- To be done -
Copy each of the records below character for character, with no changes.

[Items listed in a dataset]
= = = = = = =

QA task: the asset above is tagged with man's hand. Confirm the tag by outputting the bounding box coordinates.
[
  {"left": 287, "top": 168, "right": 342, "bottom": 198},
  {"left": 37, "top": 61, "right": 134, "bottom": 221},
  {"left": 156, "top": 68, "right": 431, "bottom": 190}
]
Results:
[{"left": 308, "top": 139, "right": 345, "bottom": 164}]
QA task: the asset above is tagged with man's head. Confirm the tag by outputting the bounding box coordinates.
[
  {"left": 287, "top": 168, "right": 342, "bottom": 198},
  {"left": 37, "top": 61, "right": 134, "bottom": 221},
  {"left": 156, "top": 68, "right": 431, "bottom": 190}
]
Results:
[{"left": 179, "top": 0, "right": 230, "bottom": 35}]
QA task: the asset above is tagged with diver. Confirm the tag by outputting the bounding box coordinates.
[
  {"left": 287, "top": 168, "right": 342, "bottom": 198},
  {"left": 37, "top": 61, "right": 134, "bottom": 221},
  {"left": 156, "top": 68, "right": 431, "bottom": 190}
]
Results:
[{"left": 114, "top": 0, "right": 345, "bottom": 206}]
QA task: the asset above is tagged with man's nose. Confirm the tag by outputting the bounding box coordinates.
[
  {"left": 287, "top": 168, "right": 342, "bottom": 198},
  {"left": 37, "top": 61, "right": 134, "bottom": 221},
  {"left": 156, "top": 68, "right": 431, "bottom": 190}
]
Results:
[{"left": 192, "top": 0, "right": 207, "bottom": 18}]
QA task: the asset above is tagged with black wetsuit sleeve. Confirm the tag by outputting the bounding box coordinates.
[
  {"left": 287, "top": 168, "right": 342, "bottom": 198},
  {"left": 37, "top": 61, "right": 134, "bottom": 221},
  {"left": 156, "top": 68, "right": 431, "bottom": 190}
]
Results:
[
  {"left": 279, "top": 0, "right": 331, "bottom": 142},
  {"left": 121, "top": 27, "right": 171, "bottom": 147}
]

= = = = = = =

- Solution to the exercise -
QA task: the asset above is tagged with man's hand. Confirm the tag by outputting the bounding box coordinates.
[
  {"left": 287, "top": 168, "right": 342, "bottom": 198},
  {"left": 37, "top": 61, "right": 134, "bottom": 221},
  {"left": 156, "top": 68, "right": 431, "bottom": 190}
]
Results:
[{"left": 308, "top": 139, "right": 345, "bottom": 164}]
QA task: the asset above is tagged with man's head. Confirm the tag by outputting the bounding box coordinates.
[
  {"left": 287, "top": 168, "right": 342, "bottom": 198},
  {"left": 37, "top": 61, "right": 134, "bottom": 221},
  {"left": 156, "top": 68, "right": 431, "bottom": 190}
]
Results:
[{"left": 179, "top": 0, "right": 230, "bottom": 35}]
QA task: the asset above is tagged with diver. Confirm the tag by outputting the bounding box coordinates.
[
  {"left": 287, "top": 168, "right": 342, "bottom": 198},
  {"left": 37, "top": 61, "right": 134, "bottom": 221},
  {"left": 156, "top": 68, "right": 431, "bottom": 190}
]
Results:
[{"left": 114, "top": 0, "right": 345, "bottom": 206}]
QA task: the asset above is tagged with man's nose. Confirm the tag by outputting the bounding box coordinates.
[
  {"left": 287, "top": 168, "right": 342, "bottom": 198},
  {"left": 37, "top": 61, "right": 134, "bottom": 221},
  {"left": 156, "top": 68, "right": 431, "bottom": 190}
]
Results:
[{"left": 192, "top": 0, "right": 207, "bottom": 18}]
QA task: the asset above is tagged with black wetsuit sleeve. Confirm the tag by outputting the bounding box coordinates.
[
  {"left": 287, "top": 168, "right": 342, "bottom": 198},
  {"left": 37, "top": 61, "right": 134, "bottom": 221},
  {"left": 156, "top": 68, "right": 431, "bottom": 190}
]
Results:
[
  {"left": 279, "top": 0, "right": 331, "bottom": 142},
  {"left": 121, "top": 27, "right": 171, "bottom": 147}
]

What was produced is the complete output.